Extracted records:
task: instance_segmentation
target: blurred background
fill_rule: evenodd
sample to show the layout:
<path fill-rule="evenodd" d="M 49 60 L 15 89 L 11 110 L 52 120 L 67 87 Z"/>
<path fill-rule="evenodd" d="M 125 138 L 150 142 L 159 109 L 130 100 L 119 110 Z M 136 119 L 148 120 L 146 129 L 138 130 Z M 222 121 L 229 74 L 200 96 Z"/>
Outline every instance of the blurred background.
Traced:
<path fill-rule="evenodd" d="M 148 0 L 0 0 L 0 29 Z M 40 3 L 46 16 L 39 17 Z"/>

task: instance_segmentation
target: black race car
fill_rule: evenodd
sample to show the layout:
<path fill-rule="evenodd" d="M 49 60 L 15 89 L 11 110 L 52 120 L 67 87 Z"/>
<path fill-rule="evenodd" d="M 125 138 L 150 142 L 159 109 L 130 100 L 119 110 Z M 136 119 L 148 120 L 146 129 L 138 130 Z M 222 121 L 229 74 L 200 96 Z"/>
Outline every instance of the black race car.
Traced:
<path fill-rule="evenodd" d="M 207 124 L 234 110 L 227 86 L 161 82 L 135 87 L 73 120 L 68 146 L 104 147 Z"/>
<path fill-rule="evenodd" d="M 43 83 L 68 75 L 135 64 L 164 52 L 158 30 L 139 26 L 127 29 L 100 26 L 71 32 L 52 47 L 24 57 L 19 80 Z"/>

**THE TASK:** Shift every coordinate in the traced answers by adding -124 to each number, and leave the requests and their layout samples unchanged. Reproduce in full only the stretch from the start of the records through the line containing "148 0 L 0 0", requests included.

**RESPONSE FOR THIS EXERCISE:**
task: instance_segmentation
target: blurred background
fill_rule: evenodd
sample to show the layout:
<path fill-rule="evenodd" d="M 49 60 L 15 89 L 11 110 L 52 120 L 67 87 Z"/>
<path fill-rule="evenodd" d="M 125 138 L 150 142 L 159 109 L 130 100 L 119 110 Z M 136 119 L 148 120 L 146 129 L 138 130 Z M 222 121 L 229 74 L 200 96 Z"/>
Outline every instance of the blurred background.
Traced:
<path fill-rule="evenodd" d="M 24 -124 L -124 -124 L -124 -95 Z M -84 -121 L -78 -108 L -85 -107 Z"/>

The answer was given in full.